_Work item:_ Using the data below, copy each line that includes the word "green".

****************************************

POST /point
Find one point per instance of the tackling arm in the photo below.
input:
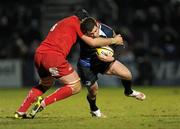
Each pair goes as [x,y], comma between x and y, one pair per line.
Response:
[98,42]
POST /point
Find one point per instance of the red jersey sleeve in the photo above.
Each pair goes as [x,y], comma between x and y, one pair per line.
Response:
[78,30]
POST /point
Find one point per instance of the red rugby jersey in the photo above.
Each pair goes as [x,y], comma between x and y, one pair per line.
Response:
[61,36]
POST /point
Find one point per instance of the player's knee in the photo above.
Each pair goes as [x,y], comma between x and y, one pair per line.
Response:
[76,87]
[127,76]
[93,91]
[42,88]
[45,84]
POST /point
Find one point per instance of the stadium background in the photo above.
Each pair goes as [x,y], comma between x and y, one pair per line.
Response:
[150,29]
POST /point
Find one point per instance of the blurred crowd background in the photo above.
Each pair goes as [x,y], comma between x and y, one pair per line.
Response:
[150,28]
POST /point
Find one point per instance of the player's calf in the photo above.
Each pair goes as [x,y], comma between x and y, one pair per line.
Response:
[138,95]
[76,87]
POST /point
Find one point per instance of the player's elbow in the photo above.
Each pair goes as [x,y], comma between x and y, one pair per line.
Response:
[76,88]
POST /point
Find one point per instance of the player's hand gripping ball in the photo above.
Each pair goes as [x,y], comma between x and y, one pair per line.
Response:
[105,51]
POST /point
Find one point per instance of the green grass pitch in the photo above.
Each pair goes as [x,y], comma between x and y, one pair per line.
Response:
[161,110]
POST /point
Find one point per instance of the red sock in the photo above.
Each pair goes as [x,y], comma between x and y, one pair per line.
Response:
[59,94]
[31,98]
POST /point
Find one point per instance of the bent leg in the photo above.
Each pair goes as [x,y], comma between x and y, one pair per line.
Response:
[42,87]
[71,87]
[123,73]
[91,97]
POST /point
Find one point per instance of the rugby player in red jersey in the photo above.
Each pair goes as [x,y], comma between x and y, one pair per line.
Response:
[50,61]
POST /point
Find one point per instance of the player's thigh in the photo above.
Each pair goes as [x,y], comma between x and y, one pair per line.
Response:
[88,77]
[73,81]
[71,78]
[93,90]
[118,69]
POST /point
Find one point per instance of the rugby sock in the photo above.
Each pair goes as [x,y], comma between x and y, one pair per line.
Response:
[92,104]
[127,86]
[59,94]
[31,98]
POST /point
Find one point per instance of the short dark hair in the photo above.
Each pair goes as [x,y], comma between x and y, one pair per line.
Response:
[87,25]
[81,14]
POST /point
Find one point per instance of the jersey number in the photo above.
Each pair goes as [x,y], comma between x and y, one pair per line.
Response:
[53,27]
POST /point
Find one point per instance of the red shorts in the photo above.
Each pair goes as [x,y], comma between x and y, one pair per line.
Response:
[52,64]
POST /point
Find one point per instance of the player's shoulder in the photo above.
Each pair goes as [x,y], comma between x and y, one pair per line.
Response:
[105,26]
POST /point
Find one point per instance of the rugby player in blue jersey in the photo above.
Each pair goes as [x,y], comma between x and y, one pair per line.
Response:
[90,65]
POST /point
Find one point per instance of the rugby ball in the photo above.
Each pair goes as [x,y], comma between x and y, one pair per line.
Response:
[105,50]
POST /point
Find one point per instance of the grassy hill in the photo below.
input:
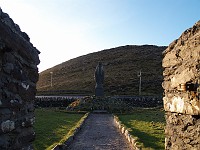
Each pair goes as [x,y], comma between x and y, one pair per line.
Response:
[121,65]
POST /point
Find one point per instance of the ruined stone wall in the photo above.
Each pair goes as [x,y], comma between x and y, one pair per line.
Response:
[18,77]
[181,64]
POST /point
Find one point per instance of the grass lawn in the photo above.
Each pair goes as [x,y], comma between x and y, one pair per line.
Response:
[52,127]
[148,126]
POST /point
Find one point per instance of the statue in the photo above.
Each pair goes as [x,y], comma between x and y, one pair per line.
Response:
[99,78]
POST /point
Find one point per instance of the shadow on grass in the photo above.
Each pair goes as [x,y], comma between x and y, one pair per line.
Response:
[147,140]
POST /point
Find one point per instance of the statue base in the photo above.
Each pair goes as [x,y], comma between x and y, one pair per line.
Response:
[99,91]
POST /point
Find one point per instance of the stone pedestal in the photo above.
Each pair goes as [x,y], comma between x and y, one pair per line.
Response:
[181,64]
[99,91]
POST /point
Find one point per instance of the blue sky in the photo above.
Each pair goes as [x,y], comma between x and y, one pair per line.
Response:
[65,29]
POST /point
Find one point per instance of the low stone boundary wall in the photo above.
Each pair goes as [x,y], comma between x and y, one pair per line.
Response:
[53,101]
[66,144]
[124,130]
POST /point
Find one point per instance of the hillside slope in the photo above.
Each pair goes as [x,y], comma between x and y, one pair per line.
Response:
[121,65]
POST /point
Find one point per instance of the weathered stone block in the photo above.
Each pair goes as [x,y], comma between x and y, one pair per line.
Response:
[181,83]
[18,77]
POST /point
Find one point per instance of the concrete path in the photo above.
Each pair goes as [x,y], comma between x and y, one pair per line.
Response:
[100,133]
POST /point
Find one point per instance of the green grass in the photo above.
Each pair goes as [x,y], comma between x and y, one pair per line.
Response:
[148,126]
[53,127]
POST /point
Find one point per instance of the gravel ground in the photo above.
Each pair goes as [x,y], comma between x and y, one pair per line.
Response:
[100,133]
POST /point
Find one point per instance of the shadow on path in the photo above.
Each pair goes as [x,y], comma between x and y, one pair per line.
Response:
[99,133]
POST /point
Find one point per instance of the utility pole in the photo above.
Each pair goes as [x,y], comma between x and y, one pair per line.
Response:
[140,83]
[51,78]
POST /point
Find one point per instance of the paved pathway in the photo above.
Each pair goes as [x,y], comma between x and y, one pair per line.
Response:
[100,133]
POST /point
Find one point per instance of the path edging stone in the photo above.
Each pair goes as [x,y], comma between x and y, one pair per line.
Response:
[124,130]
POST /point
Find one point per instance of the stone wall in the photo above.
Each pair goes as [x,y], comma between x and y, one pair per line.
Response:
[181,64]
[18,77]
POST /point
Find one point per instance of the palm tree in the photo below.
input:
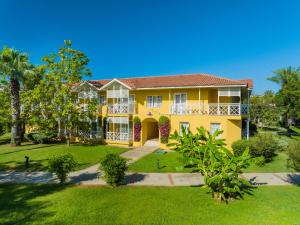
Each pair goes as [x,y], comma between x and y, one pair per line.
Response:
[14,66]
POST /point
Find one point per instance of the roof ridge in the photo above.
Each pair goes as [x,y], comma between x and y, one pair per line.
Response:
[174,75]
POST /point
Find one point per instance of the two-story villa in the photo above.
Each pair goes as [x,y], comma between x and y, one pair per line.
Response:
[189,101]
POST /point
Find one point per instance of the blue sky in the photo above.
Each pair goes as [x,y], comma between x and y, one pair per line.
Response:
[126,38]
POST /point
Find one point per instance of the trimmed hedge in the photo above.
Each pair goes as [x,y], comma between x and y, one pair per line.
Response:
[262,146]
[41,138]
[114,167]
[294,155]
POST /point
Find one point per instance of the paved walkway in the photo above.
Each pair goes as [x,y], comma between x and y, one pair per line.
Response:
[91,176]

****************************************

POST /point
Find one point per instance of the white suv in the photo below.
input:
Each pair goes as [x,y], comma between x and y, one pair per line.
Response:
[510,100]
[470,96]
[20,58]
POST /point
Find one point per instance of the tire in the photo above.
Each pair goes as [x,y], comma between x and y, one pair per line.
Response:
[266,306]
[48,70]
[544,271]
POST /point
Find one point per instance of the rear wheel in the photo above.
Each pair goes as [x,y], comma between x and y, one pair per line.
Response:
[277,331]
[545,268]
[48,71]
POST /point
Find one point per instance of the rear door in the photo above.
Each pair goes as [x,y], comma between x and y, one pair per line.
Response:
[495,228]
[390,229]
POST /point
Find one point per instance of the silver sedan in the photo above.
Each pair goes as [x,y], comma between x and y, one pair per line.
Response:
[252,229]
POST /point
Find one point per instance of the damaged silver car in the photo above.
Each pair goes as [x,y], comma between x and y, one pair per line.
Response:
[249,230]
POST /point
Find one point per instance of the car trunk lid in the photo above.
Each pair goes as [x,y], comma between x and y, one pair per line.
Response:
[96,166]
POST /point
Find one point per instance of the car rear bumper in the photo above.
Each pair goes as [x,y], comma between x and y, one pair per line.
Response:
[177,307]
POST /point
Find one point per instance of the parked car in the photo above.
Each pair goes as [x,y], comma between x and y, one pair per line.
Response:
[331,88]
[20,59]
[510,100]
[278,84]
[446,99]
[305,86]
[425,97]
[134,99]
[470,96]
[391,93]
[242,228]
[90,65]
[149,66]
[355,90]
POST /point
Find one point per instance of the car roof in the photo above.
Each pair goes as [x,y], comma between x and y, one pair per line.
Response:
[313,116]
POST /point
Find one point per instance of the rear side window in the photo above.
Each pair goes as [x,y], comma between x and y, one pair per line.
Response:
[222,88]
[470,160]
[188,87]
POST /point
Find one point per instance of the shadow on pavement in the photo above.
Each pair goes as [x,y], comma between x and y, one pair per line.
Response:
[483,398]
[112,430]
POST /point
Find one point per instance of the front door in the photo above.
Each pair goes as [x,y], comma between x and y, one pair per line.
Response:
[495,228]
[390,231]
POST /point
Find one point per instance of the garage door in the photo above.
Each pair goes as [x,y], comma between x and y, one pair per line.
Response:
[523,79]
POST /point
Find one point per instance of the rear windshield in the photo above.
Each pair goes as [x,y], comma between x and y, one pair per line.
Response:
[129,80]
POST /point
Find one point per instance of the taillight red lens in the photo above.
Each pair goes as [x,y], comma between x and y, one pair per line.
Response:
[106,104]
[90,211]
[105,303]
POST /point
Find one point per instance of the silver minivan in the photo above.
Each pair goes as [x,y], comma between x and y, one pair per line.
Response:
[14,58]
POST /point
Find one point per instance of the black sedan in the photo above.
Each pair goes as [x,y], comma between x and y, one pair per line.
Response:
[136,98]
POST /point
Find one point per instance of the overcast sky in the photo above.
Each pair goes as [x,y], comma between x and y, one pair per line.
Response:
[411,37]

****************************************

_Result for this exercise:_
Find one point per instance of the green grass pitch in the photo above.
Find one point per instance of the green grass in the photo above.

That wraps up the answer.